_SOURCE EXTRACT_
######

Peter L. Gardon, Whyte & Hirschboeck, Madison, Wis., for intervenor St. Paul Fire & Cas. Ins. Co. and St. Paul Companies, Inc.
Daniel D. Stier, Asst. Atty. Gen., Madison, Wis., for defendant.
James A. Strain, Peter J. Rusthoven, Barnes & Thornburg, Indianapolis, Ind., for American Council of Life Ins. American Ins. Ass'n, amici curiae.
Plaintiff brings this action for declaratory judgment seeking a determination that Wis.Stat. ?? 611.72 and 617.12 violate the Commerce Clause, the Supremacy Clause, and the Fifth and Fourteenth Amendments of the United States Constitution, and Title 42, Section 1983 of the United States Code, and for injunctive relief to prohibit defendant from enforcing those sections of the Wisconsin statutes. Those sections prohibit the execution of any plan for the acquisition of control (as defined in Wis.Stat. ? 600.03(13)) of any domestic stock insurance company, or its parent holding company wherever organized, without the approval of defendant.
Plaintiff, a Delaware corporation with its principal executive office in New York, owns approximately 9.2 percent of the outstanding common stock of the St. Paul Companies, Inc., a publicly-traded insurance holding company domiciled in Minnesota. Plaintiff seeks to acquire presumptive control (in excess of ten percent of the common stock, Wis.Stat. ? 600.03(13))) of the St. Paul Companies, Inc., through purchases on the open market. St. Paul Companies' principal and wholly-owned subsidiary is St. Paul Fire & Marine Insurance Company, a Minnesota corporation. St. Paul Fire & Marine has a wholly-owned subsidiary incorporated in Wisconsin, St. Paul Fire and Casualty Insurance Company. St. Paul Fire and Casualty accounts for one-tenth of one percent of the statutory admitted assets and three percent of the premium income of the St. Paul holding company system.

######

Extend the court opinion on the Wisconsin insurance-acquisition statutes, starting right after its final sentence.

Coordinate annotation entries:
######

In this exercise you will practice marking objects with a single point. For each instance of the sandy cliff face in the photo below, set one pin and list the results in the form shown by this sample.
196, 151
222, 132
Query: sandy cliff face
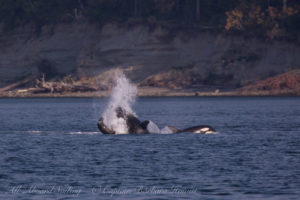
196, 58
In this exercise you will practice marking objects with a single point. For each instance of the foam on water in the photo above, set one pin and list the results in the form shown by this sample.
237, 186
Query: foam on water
123, 95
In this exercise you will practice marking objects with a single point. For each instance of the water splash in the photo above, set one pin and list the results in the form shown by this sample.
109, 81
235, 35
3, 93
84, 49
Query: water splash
123, 95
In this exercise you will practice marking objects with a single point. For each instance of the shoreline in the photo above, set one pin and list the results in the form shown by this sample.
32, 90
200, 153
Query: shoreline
155, 93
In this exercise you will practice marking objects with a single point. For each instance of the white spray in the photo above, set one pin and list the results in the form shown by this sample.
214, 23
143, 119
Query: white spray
123, 95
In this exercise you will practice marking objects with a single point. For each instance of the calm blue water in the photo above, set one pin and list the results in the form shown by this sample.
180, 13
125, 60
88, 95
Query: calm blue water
51, 149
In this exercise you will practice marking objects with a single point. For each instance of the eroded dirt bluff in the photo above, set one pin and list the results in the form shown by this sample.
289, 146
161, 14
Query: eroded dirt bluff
155, 57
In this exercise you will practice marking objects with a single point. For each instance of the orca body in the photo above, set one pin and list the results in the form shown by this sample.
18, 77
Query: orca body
195, 129
135, 126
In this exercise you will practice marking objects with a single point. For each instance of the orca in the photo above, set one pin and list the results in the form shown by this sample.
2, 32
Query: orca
206, 129
135, 126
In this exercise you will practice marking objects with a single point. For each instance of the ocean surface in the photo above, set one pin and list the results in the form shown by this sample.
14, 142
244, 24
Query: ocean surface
51, 149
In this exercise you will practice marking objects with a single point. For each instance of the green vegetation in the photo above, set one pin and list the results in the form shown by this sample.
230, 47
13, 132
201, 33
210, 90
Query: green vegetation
263, 18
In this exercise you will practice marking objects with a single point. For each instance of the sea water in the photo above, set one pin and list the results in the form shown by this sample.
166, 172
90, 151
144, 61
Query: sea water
52, 149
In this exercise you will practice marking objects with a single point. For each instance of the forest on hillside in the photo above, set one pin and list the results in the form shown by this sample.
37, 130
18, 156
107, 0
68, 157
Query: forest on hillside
272, 19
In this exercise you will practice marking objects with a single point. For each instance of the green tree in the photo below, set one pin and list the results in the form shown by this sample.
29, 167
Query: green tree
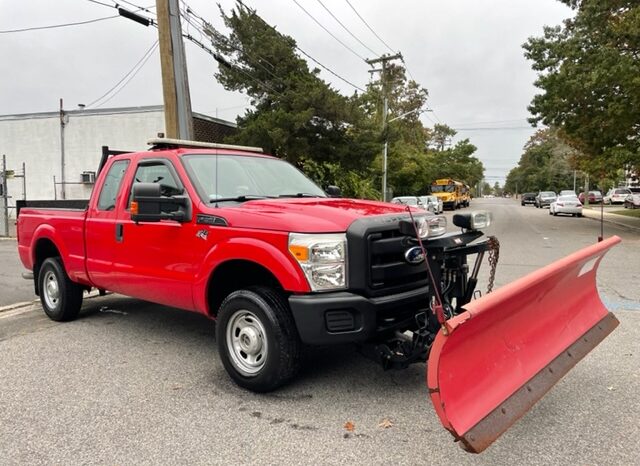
296, 115
589, 74
547, 163
335, 139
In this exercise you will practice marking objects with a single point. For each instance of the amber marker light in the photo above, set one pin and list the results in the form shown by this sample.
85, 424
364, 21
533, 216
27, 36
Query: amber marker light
301, 253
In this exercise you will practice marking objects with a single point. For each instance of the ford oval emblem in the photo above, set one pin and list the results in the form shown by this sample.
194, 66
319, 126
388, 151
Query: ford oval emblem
414, 255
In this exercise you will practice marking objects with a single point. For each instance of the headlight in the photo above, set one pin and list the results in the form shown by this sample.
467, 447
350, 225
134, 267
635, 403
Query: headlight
322, 258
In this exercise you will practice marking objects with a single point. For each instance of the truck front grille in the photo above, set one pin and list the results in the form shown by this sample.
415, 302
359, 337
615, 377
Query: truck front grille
389, 269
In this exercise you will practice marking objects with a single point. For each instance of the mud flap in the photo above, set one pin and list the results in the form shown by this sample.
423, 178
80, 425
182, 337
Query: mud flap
508, 348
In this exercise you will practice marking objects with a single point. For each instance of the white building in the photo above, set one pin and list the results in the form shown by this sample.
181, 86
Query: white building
39, 139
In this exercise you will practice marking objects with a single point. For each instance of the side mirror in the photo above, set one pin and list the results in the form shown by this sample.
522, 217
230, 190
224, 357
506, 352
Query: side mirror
148, 205
333, 191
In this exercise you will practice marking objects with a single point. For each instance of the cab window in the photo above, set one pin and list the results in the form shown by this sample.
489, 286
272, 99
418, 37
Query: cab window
160, 173
111, 186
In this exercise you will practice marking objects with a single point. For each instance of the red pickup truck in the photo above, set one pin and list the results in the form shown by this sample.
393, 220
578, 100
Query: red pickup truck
248, 240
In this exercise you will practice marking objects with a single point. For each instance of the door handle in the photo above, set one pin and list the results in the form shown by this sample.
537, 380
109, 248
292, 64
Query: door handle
119, 232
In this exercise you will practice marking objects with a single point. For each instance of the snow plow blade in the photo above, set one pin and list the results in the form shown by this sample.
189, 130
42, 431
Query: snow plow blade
508, 348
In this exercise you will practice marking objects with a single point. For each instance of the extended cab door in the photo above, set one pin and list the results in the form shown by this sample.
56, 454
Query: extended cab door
156, 261
101, 231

######

_EXERCISE RESPONSE_
St. Paul Companies has insurance company subsidiaries incorporated in eight states other than Wisconsin. In four of those states, and in Minnesota, approval of plaintiff's proposed acquisition has been either granted or recommended, and in three of those states plaintiff's proposal has been denied (the outcome in the eighth state is not stated in the record).
On November 24, 1987, plaintiff filed with defendant an Insurance Holding Company Registration Statement, seeking approval to acquire in excess of ten percent of the common stock of St. Paul Companies. Defendant held a hearing on plaintiff's proposed acquisition in February 1988, and denied plaintiff's application for approval of the proposed acquisition on April 7, 1988.
Plaintiff had a right to judicial review of defendant's decision under Wis.Stat. ch. 227, and was advised in writing of that right by defendant. Plaintiff did not seek state court review, and the time to seek review expired on May 9, 1988. On April 28, 1988, plaintiff filed this action which is now before the court on defendant's motion to dismiss the complaint under the abstention doctrines of Younger v. Harris, 401 U.S. 37, 91 S.Ct. 746, 27 L.Ed.2d 669 (1971) and Burford v. Sun Oil Co., 319 U.S. 315, 63 S.Ct. 1098, 87 L.Ed. 1424 (1943).
The magistrate filed a report recommending that the motion be granted on the ground that the elements requisite to Younger abstention are present: (1) there is a pending state proceeding, (2) that implicates important state interests, (3) and provides an adequate opportunity for plaintiff to raise its constitutional claims. Like the magistrate, I find that the state proceedings set in motion by plaintiff's application and the hearing called by defendant involve important state interests in the regulation of the domestic insurance industry, and that these proceedings provide plaintiff with an adequate opportunity to pursue the federal claims raised in this action.
I find it a very close question whether there is a "pending" state proceeding where, as here, the proceeding being challenged is an administrative hearing that has ended and resulted in a final order. I conclude, however, that recent rulings of the United States Supreme Court direct a finding that a state proceeding is pending if an administrative proceeding has been initiated before a federal action is filed whether or not the proceeding itself is ongoing at the time the federal action is filed, and thus, I am constrained to find that state proceedings were pending when plaintiff filed this suit.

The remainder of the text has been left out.